**WHAT THE EXERCISE ASKS:**
Extract, exactly as written, all lines of the material below from the line that includes "Could you please indicate the light wood" through its last line.
━━━ DATASET
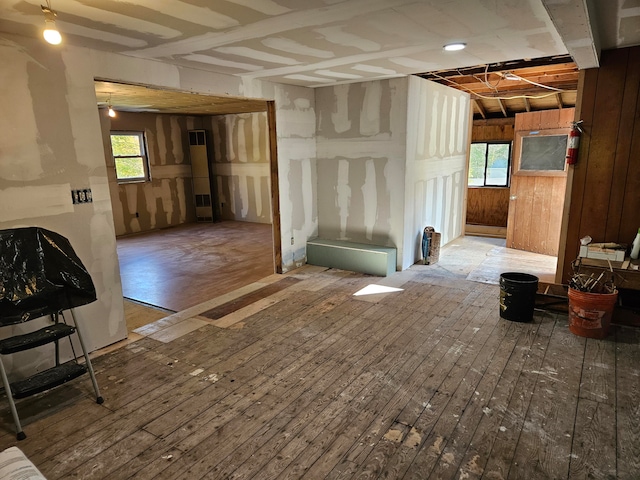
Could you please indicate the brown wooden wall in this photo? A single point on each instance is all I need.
(535, 213)
(605, 196)
(489, 206)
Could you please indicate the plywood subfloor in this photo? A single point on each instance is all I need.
(483, 259)
(179, 267)
(315, 383)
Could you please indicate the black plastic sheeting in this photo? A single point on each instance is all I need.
(40, 274)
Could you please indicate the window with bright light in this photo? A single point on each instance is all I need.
(130, 156)
(489, 164)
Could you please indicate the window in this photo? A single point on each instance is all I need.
(130, 156)
(489, 164)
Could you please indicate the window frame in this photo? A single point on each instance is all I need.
(486, 152)
(143, 154)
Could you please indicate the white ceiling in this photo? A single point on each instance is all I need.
(324, 42)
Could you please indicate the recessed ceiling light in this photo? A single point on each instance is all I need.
(452, 47)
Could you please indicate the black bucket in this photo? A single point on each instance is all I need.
(517, 296)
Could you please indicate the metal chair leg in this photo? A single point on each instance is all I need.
(20, 435)
(99, 398)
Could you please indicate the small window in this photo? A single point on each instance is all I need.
(489, 164)
(130, 156)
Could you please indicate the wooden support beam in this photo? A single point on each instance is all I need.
(480, 108)
(501, 105)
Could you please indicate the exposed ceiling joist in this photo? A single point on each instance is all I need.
(501, 105)
(540, 84)
(480, 108)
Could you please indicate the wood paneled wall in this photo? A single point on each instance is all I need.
(489, 206)
(490, 130)
(535, 215)
(605, 196)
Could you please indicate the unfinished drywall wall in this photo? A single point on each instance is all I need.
(437, 146)
(51, 142)
(240, 165)
(167, 198)
(361, 161)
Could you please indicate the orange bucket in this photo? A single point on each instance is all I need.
(590, 313)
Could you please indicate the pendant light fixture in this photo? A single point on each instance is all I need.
(50, 33)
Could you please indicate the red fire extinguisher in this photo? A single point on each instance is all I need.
(573, 143)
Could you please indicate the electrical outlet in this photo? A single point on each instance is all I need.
(81, 196)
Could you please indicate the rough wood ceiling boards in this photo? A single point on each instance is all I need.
(503, 89)
(140, 98)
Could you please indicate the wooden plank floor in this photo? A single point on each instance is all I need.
(425, 383)
(178, 267)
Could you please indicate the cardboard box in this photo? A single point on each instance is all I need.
(603, 251)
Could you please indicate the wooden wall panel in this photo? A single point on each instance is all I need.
(536, 202)
(487, 206)
(605, 198)
(485, 130)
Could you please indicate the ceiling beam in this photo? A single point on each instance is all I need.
(574, 22)
(501, 105)
(480, 108)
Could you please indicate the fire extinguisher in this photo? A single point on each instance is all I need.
(573, 143)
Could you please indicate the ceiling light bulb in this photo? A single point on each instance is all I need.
(50, 33)
(452, 47)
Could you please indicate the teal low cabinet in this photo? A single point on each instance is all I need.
(355, 257)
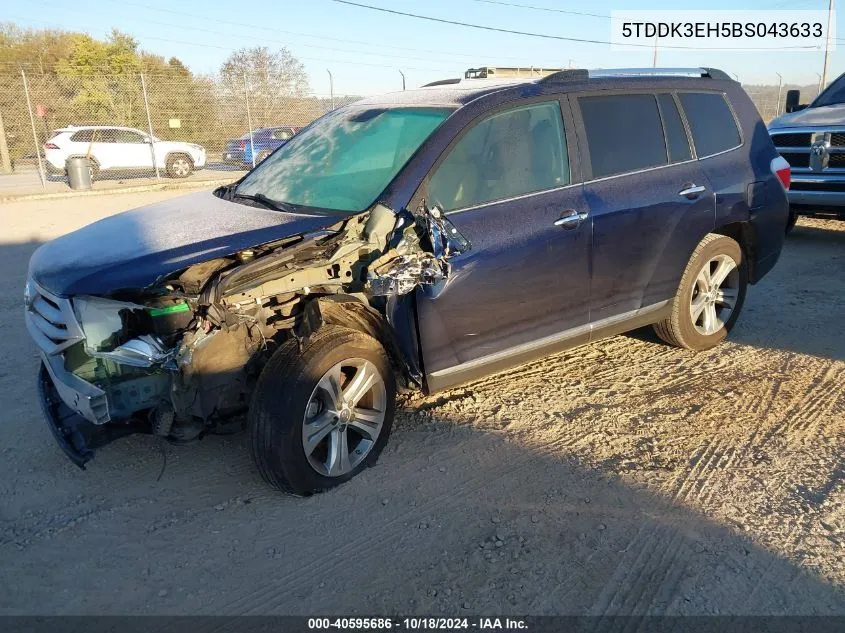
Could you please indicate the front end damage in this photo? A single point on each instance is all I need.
(179, 358)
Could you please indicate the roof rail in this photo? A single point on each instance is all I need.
(442, 82)
(712, 73)
(573, 74)
(581, 74)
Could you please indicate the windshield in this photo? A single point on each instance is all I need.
(833, 94)
(344, 160)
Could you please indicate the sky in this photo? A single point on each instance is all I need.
(365, 50)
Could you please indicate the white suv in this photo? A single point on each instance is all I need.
(121, 149)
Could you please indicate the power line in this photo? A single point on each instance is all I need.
(232, 49)
(548, 36)
(547, 9)
(309, 35)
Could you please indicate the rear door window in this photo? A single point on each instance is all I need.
(677, 143)
(624, 133)
(509, 154)
(711, 122)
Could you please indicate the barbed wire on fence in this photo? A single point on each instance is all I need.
(205, 110)
(201, 110)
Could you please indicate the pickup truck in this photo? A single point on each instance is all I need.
(812, 140)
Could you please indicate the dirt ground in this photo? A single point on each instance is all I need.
(626, 477)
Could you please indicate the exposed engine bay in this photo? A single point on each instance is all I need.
(178, 358)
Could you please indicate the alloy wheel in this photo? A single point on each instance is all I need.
(181, 167)
(715, 294)
(343, 417)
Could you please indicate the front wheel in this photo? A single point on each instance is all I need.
(179, 166)
(322, 412)
(709, 297)
(790, 222)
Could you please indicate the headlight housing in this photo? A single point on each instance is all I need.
(104, 322)
(113, 330)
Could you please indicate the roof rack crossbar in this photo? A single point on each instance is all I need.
(442, 82)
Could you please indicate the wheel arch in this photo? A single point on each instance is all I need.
(743, 233)
(177, 152)
(353, 313)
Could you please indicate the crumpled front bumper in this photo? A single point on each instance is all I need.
(63, 409)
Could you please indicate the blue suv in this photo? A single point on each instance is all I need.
(239, 151)
(418, 240)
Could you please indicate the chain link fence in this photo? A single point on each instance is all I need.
(770, 99)
(174, 109)
(169, 113)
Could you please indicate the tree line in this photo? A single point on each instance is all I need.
(76, 79)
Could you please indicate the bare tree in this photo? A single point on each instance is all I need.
(274, 80)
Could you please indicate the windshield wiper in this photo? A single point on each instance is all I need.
(261, 199)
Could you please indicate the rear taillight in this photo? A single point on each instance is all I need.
(781, 169)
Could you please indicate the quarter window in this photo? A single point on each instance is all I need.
(711, 122)
(509, 154)
(677, 143)
(624, 133)
(127, 136)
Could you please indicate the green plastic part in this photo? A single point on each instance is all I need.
(179, 307)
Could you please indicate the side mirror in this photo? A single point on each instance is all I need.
(792, 99)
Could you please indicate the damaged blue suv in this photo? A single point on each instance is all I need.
(417, 240)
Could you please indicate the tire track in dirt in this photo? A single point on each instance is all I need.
(262, 600)
(654, 570)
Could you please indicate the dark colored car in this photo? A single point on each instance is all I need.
(239, 151)
(419, 240)
(812, 139)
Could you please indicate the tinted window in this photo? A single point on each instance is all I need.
(676, 136)
(508, 154)
(624, 133)
(711, 122)
(83, 136)
(833, 94)
(345, 159)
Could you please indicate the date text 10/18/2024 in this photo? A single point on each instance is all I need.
(416, 624)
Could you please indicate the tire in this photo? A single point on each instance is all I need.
(179, 166)
(790, 222)
(292, 401)
(722, 301)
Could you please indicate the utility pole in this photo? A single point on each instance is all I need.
(249, 120)
(34, 134)
(823, 82)
(5, 161)
(150, 126)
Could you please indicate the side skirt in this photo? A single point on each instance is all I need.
(527, 352)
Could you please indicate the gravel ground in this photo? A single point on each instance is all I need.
(625, 477)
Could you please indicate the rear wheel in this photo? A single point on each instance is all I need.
(322, 412)
(179, 166)
(709, 297)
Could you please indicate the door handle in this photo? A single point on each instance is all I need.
(691, 190)
(571, 219)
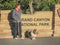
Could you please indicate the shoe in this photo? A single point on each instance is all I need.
(15, 38)
(21, 38)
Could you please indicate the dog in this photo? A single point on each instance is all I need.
(32, 34)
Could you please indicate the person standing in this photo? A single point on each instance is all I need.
(16, 19)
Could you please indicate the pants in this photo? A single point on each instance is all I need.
(15, 29)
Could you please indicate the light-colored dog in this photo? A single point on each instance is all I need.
(32, 34)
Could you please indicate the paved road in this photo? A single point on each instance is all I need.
(38, 41)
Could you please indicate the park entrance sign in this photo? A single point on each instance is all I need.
(39, 20)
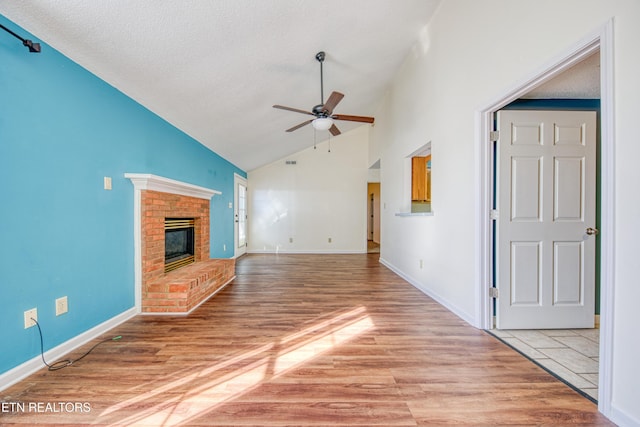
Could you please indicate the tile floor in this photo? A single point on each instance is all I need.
(571, 354)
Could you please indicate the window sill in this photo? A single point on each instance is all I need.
(414, 213)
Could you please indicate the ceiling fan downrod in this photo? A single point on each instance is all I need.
(320, 58)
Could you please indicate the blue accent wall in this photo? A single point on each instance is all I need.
(62, 130)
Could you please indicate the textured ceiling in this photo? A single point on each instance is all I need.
(582, 81)
(215, 68)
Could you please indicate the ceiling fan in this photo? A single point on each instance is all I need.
(323, 112)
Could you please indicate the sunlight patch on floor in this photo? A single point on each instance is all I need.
(240, 374)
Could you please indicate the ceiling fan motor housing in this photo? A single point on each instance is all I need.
(320, 111)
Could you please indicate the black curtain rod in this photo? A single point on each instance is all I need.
(33, 47)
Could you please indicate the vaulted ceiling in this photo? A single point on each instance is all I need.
(214, 68)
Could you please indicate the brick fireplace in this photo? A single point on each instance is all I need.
(181, 290)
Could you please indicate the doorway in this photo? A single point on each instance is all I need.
(600, 41)
(240, 216)
(373, 217)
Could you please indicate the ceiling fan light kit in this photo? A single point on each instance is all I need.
(323, 112)
(322, 123)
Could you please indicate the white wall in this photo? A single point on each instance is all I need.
(470, 53)
(322, 196)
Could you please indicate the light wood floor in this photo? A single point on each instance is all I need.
(295, 340)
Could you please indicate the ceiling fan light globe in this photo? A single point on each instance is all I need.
(322, 123)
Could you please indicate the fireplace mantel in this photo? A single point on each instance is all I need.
(145, 181)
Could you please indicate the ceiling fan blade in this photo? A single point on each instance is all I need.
(299, 126)
(295, 110)
(362, 119)
(333, 100)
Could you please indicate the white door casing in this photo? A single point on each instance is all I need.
(546, 202)
(240, 216)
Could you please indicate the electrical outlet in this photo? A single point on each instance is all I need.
(28, 315)
(61, 306)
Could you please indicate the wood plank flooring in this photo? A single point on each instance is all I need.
(301, 340)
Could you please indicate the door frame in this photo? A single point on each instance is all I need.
(237, 180)
(601, 39)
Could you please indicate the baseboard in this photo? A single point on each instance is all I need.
(31, 366)
(307, 251)
(440, 300)
(186, 313)
(621, 418)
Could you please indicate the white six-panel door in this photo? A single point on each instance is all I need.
(240, 216)
(545, 193)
━━━━━━
**RESULT FOR THIS EXERCISE:**
Could you please indicate the light wood floor in this photo? A single point on each instance is all I need.
(295, 340)
Could you please indicate the ceiling fan light globe in this photo? A single point on each instance is all I need.
(322, 123)
Could you please indicate the fireplace mantel in this photo? A single point on each instance is all I need.
(145, 181)
Could you please indicate the ceiling fan blade in this photo? A single point on each instance is all I need.
(299, 126)
(295, 110)
(362, 119)
(333, 100)
Could you please indicate the white door casing in this photo? A single point on each instance is all I need.
(546, 202)
(240, 216)
Could you please indicate the electrical outlet in this photo? A single point on each instance is all I need.
(28, 315)
(61, 306)
Could you please indicate the wood plank flooring in this photo? A single point on each instance is all I need.
(301, 340)
Could you please indicate the door frame in this photo? A single point on each instance is all I need.
(237, 180)
(601, 39)
Could you please indicate the baseboard in this photo? A single point on each instance is all I need.
(31, 366)
(307, 251)
(440, 300)
(186, 313)
(621, 418)
Could you please indicate the white six-panel door in this photo? A single point on each instance is all I need.
(240, 216)
(545, 193)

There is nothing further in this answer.